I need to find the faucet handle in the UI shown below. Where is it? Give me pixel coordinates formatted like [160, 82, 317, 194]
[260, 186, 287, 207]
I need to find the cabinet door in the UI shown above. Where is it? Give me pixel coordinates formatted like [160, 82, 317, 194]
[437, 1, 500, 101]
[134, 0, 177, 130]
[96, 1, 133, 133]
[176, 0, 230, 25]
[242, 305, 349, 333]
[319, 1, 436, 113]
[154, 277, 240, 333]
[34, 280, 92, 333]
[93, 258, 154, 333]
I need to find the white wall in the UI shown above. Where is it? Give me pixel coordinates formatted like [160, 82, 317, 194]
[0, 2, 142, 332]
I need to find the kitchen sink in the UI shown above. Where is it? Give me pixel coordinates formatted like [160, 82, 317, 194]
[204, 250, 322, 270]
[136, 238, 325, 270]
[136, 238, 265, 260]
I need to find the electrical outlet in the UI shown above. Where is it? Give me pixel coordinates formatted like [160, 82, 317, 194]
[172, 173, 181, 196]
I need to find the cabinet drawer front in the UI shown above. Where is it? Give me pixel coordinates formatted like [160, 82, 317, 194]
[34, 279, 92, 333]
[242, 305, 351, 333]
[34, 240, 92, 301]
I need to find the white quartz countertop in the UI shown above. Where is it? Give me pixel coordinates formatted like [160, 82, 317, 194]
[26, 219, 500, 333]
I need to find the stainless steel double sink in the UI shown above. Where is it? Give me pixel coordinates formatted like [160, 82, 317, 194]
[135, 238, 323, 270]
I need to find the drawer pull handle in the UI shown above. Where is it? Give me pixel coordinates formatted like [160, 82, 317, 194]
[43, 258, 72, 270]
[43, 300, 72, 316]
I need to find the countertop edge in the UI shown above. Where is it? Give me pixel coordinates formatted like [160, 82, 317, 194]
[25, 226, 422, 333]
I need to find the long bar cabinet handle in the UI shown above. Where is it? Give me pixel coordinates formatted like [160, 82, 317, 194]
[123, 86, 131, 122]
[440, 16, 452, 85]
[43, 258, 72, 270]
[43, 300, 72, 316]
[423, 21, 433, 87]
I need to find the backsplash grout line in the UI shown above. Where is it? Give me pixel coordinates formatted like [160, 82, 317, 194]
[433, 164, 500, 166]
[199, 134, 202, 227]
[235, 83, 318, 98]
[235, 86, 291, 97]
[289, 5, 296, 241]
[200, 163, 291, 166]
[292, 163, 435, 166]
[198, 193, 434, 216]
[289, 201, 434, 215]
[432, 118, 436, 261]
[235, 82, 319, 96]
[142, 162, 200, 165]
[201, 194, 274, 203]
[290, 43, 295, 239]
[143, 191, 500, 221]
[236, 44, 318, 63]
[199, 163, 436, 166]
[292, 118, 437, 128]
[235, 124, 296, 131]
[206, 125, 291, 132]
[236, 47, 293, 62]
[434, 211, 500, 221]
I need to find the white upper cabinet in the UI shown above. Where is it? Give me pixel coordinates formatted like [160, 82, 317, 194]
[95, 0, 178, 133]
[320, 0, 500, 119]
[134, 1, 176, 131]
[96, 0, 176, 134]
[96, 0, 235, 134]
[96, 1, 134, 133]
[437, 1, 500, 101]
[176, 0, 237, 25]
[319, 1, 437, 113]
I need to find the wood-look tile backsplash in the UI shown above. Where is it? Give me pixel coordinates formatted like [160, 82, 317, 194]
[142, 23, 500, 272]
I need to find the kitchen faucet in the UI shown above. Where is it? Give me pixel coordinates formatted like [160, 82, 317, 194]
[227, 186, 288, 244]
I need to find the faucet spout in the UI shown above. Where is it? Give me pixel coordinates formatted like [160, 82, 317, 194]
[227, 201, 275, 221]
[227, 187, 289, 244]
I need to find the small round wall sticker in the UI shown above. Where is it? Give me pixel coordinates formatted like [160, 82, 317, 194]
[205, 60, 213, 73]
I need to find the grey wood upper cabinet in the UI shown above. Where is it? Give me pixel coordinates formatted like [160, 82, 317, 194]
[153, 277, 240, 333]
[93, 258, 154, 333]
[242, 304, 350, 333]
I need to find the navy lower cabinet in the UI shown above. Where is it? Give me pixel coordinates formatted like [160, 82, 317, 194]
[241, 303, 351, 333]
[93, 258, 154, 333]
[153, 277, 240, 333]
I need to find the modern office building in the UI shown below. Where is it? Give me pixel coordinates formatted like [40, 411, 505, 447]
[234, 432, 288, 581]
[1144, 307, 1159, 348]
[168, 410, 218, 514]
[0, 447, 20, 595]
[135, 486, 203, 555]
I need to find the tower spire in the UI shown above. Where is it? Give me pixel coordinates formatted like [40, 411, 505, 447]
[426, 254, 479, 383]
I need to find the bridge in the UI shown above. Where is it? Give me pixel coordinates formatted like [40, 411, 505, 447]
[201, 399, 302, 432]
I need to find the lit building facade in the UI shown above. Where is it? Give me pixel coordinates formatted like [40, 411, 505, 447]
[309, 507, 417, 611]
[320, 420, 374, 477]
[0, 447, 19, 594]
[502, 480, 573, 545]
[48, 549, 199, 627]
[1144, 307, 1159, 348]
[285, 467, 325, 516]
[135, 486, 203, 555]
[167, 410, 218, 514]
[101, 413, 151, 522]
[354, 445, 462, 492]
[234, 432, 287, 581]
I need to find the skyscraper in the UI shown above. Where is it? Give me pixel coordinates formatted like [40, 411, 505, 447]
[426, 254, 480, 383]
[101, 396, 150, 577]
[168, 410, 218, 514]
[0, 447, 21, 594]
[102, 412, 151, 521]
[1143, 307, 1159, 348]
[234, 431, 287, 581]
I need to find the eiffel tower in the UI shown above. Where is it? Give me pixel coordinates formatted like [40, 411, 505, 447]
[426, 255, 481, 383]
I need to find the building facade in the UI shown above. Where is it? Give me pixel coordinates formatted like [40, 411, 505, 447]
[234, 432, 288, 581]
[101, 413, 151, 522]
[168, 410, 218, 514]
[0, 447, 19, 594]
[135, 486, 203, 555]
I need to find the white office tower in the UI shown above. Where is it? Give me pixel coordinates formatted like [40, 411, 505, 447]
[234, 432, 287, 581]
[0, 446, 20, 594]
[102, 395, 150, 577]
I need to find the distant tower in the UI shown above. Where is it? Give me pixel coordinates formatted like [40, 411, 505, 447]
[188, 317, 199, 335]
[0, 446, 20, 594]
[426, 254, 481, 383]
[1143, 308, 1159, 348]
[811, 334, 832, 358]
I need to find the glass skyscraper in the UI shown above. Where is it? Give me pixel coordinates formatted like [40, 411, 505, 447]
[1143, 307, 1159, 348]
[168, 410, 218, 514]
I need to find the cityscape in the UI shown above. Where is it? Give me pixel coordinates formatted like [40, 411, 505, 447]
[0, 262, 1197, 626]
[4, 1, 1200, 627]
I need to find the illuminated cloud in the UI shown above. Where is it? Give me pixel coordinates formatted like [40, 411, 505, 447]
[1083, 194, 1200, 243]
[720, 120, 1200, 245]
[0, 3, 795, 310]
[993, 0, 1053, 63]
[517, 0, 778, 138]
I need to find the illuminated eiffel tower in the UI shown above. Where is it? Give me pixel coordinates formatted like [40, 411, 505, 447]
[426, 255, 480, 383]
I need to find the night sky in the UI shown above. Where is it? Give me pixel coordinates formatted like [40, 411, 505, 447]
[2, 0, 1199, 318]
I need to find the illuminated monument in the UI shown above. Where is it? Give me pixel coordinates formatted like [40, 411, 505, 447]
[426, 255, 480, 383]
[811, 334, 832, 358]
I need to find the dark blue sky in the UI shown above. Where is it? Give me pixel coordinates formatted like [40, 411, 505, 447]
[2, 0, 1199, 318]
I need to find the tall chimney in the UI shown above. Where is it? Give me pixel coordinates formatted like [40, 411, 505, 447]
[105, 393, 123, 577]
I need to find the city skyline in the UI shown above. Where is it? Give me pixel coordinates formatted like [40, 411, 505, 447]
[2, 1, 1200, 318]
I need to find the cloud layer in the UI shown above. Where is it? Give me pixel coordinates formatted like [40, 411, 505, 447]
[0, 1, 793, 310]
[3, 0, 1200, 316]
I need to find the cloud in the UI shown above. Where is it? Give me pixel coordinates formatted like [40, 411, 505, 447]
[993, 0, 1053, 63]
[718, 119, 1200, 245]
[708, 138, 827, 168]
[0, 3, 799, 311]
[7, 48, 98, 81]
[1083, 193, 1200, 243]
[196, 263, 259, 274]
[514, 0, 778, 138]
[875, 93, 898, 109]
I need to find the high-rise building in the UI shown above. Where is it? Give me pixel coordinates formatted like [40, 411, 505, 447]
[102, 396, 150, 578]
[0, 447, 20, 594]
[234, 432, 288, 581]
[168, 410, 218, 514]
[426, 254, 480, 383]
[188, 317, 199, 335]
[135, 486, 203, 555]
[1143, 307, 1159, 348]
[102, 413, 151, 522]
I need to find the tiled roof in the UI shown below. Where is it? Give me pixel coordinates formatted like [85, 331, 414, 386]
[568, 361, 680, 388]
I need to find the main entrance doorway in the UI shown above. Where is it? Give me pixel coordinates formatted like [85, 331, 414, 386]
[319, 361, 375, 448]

========

▸ **What you are asked to do**
Print exactly, and only, the lines from the line containing "I need to find the tiled" through the final line of the records, both included.

▸ **Expected answer**
I need to find the tiled roof in the UI shown below. Where is it? Give me pixel coordinates formatted like [85, 331, 414, 386]
[568, 361, 680, 388]
I need to find the main entrance doorway in the UI shown above. Where is it? Give me pixel coordinates formatted like [85, 331, 414, 386]
[319, 361, 375, 448]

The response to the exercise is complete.